• **GIVEN PROBLEM**
Beginning with the line that holds "of the vaccine", set down each line of the data below through the very last, exactly as given, and nothing beyond that.
——
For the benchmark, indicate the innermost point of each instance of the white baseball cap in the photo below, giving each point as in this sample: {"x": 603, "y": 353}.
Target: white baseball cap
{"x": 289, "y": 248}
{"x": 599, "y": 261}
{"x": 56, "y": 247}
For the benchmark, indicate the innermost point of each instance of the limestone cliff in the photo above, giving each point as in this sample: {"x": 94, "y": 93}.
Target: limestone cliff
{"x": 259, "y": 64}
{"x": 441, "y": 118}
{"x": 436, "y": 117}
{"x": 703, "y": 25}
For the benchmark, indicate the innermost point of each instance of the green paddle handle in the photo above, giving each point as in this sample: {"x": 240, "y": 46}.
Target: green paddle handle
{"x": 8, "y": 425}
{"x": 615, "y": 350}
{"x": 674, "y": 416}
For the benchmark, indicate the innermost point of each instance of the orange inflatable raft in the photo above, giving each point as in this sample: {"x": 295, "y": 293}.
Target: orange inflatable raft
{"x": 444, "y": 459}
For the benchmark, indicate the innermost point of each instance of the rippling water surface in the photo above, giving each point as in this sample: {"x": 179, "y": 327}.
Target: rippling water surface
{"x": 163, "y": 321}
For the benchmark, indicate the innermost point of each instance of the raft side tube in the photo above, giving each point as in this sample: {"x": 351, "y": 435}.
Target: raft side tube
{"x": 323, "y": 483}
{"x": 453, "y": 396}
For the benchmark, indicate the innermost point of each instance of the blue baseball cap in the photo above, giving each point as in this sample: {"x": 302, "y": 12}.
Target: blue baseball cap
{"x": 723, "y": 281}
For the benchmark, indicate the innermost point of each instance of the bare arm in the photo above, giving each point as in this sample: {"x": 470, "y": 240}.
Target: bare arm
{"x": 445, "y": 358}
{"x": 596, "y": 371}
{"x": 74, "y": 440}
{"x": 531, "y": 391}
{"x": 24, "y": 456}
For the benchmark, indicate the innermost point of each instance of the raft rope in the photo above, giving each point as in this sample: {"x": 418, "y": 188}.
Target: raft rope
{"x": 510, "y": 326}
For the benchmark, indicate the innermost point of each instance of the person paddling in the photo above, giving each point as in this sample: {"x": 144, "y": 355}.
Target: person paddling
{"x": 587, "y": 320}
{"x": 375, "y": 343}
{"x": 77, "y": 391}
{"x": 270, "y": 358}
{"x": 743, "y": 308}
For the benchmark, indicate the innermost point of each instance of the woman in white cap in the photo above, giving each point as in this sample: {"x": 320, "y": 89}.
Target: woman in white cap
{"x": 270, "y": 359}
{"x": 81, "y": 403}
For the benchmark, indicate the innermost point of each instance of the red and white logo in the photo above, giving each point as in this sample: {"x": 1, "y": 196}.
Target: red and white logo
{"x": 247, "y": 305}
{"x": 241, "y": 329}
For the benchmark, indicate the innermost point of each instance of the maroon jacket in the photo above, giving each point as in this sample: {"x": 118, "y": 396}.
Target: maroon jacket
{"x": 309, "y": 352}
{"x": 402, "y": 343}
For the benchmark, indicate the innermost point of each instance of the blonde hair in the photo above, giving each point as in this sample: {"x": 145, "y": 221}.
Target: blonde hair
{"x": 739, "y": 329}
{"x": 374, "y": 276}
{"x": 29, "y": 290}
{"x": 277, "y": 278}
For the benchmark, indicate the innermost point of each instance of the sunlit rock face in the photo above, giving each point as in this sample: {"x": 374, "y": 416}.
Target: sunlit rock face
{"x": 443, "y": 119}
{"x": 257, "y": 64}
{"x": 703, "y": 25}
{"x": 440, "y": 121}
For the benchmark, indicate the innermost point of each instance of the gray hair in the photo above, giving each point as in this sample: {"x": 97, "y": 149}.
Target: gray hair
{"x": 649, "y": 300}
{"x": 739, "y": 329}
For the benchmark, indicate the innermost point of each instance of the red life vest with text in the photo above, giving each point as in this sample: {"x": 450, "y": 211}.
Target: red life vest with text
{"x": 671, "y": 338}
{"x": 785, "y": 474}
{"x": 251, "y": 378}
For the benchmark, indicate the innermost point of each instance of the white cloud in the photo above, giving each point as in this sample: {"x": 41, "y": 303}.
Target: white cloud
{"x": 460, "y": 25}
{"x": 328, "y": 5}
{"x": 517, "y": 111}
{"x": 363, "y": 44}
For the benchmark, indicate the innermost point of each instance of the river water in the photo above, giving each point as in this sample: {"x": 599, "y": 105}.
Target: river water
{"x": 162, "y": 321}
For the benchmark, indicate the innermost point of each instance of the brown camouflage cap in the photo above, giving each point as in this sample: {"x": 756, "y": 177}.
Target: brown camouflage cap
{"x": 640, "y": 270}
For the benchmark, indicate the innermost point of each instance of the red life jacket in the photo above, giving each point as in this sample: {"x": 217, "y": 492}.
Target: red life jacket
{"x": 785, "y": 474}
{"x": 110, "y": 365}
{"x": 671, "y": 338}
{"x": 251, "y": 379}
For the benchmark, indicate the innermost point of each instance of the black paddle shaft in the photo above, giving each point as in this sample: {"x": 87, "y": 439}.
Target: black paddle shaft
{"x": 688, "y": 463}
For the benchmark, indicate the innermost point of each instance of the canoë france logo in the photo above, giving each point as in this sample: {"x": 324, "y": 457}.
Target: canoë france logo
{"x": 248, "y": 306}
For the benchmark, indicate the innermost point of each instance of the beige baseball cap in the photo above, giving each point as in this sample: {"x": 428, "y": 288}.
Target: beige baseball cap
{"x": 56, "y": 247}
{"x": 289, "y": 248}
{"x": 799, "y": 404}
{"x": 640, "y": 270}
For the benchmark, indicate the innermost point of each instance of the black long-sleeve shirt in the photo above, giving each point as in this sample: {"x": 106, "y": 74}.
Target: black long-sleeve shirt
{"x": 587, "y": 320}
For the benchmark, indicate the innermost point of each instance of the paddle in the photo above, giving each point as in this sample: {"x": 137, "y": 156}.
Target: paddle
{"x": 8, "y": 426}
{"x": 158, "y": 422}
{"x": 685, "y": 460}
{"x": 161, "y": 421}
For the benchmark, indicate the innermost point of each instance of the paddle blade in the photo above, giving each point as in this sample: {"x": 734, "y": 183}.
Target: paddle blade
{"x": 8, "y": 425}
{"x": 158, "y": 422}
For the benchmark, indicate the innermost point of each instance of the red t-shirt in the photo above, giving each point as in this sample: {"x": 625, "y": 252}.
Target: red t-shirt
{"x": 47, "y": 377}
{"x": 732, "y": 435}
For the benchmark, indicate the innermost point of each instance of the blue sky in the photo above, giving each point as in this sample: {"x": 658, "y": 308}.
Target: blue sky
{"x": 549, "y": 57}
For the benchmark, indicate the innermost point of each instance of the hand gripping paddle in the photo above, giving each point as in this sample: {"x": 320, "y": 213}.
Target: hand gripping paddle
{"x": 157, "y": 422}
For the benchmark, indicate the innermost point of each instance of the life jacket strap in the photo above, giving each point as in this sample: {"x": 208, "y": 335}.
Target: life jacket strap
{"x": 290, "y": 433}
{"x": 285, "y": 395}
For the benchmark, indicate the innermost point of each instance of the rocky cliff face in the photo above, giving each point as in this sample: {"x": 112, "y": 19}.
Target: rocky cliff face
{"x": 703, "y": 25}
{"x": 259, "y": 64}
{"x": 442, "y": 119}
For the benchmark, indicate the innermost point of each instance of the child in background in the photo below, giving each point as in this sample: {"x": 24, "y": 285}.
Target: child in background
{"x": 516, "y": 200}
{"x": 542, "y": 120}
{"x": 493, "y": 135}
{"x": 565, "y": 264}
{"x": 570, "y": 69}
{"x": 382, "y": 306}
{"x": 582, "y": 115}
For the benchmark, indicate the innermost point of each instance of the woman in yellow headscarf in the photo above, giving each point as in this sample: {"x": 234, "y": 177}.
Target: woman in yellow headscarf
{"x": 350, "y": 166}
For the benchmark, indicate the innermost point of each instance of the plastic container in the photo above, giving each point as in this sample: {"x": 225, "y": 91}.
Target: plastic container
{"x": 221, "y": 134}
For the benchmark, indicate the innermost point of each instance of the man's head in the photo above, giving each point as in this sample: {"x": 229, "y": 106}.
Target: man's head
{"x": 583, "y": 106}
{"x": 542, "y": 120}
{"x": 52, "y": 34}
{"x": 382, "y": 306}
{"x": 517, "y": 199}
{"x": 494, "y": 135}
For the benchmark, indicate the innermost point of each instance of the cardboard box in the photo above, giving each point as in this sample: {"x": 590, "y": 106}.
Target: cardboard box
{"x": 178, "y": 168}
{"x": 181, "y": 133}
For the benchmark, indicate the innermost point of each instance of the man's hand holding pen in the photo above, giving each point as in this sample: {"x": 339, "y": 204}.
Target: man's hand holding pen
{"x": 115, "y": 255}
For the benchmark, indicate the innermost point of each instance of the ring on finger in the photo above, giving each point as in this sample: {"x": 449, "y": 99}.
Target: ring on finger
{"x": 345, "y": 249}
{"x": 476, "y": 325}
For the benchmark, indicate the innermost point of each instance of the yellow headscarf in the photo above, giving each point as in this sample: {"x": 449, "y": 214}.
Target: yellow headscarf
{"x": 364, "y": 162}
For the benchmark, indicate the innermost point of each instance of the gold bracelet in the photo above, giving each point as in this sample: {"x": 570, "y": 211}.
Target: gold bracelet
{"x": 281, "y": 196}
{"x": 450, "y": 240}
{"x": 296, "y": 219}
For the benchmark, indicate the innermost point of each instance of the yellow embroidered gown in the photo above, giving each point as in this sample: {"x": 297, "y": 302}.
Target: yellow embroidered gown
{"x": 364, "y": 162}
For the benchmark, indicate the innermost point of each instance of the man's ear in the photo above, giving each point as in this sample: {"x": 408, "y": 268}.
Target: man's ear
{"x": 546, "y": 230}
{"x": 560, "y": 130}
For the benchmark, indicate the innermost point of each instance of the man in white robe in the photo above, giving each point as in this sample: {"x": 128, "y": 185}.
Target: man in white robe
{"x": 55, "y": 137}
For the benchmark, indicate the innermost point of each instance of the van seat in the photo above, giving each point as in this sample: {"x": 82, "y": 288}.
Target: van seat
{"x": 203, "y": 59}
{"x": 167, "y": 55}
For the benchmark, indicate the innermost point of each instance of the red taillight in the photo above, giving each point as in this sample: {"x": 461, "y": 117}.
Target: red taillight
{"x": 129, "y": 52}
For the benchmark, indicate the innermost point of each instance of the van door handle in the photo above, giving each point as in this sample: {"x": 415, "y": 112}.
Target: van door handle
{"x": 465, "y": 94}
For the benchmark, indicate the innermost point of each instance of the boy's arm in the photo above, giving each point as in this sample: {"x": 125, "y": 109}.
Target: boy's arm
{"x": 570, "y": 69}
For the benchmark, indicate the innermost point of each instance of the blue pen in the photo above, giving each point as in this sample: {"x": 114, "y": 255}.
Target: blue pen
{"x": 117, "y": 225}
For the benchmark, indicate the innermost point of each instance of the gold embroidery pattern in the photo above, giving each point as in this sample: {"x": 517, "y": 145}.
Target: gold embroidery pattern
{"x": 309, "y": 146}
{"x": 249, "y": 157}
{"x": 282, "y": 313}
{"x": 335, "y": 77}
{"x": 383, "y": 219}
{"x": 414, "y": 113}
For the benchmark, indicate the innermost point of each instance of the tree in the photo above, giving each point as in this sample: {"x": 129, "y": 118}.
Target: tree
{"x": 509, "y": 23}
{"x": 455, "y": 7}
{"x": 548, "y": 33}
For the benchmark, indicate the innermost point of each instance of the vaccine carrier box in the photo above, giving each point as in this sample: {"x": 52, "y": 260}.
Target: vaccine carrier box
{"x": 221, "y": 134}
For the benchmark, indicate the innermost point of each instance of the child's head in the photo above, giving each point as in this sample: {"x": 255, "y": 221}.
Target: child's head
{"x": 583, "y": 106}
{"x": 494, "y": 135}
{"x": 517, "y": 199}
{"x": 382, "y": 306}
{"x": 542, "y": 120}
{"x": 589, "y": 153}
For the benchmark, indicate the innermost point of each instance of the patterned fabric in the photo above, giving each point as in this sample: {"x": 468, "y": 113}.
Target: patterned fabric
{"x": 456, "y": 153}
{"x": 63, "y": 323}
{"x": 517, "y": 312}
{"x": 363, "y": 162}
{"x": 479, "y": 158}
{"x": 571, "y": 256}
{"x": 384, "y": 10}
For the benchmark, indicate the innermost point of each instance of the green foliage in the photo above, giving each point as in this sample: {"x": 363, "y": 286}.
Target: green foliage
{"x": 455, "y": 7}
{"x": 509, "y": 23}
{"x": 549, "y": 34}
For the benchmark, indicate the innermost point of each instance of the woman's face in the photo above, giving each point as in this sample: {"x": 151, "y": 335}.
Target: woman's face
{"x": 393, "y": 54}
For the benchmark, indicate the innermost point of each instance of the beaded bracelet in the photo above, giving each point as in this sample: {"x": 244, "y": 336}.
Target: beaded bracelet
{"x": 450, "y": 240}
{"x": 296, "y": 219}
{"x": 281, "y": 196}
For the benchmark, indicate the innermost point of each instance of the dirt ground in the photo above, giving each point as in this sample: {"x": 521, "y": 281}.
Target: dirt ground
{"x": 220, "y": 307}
——
• **PROBLEM SOLUTION**
For the benchmark, indicate the innermost point of each instance of the vaccine carrier box in the photo above, giving each point as in this sample: {"x": 52, "y": 260}.
Target: vaccine carrier box
{"x": 221, "y": 134}
For the benchmark, indicate the innermost point of each instance of the child's head in the photo above, giving each point as in this sample: {"x": 255, "y": 221}.
Target: child's head
{"x": 583, "y": 106}
{"x": 494, "y": 135}
{"x": 517, "y": 199}
{"x": 382, "y": 306}
{"x": 542, "y": 120}
{"x": 589, "y": 153}
For the benchmark, indicate the innermost point of each instance of the patterned fabric in the photo above, giving each point as in this sample: {"x": 468, "y": 113}.
Target: patterned fabric
{"x": 456, "y": 153}
{"x": 63, "y": 323}
{"x": 517, "y": 312}
{"x": 363, "y": 162}
{"x": 479, "y": 158}
{"x": 571, "y": 256}
{"x": 384, "y": 10}
For the benchmark, indicate the innermost point of each instance of the green foliage in the photo above, giving each point as in this sample: {"x": 363, "y": 286}.
Target: green foliage
{"x": 455, "y": 7}
{"x": 509, "y": 23}
{"x": 549, "y": 34}
For the benchmark, indicate the innermost point of each instance of the woman's face in the photo above, giving each point as in this sample: {"x": 151, "y": 335}.
Target: woman's face
{"x": 393, "y": 54}
For the benchmark, indicate the innermost point of each instance of the beaded bracelet in the photo above, giving each point as in this sample: {"x": 244, "y": 336}.
Target: beaded bracelet
{"x": 450, "y": 240}
{"x": 296, "y": 219}
{"x": 281, "y": 196}
For the benchmark, indicate the innermost point of each instance of the dirt ground in the photo above, giving each point as in this sample: {"x": 521, "y": 281}.
Target: dirt ground
{"x": 220, "y": 307}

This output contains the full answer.